> _What the exercise asks_
Which lines in the items below contain the string "jockey"? Pick out each of those lines and copy it.

> _Data for this task_

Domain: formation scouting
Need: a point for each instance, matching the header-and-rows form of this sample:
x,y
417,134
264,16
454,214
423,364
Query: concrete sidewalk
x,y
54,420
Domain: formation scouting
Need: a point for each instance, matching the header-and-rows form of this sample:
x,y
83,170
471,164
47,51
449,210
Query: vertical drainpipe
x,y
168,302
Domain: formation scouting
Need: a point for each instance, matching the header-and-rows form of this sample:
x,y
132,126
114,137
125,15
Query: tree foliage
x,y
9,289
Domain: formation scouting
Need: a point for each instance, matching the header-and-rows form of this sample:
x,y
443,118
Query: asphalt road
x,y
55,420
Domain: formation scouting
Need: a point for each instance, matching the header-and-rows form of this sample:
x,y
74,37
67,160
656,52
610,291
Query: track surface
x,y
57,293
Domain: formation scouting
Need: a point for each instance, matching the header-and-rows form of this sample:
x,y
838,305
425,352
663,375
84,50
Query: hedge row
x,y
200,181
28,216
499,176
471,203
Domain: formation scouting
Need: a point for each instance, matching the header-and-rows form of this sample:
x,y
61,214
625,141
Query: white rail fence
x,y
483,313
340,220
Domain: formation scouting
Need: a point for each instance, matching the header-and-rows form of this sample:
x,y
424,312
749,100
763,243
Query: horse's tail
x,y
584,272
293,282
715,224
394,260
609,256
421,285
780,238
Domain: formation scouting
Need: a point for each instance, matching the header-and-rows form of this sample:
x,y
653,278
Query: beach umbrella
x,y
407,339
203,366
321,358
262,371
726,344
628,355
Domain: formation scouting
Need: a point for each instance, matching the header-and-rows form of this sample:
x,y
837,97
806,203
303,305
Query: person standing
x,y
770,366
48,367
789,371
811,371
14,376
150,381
--
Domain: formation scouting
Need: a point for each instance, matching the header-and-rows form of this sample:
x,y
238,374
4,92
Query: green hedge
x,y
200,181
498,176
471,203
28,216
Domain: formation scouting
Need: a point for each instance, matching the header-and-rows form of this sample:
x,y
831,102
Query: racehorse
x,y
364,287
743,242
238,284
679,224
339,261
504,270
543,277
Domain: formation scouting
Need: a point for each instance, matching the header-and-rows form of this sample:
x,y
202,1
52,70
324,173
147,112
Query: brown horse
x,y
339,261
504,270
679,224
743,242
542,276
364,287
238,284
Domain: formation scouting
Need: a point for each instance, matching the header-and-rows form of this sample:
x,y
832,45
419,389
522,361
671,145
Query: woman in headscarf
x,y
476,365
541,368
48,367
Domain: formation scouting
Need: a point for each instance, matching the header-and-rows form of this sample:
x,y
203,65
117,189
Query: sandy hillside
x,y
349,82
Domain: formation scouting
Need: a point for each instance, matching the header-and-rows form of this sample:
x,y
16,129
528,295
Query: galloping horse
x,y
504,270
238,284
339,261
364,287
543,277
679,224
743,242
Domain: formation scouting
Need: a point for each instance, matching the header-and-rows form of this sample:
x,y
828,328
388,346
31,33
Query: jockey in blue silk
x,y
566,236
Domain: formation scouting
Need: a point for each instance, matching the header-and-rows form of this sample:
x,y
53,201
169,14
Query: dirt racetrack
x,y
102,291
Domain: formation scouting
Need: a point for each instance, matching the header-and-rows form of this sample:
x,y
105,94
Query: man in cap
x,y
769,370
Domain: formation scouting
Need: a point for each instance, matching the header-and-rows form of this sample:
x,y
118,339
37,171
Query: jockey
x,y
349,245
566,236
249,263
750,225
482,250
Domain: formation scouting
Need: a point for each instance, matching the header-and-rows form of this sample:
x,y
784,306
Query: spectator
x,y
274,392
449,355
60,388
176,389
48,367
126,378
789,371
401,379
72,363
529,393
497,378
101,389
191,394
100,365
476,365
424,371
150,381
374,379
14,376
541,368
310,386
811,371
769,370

> _Exercise response_
Query: jockey in blue silk
Query: jockey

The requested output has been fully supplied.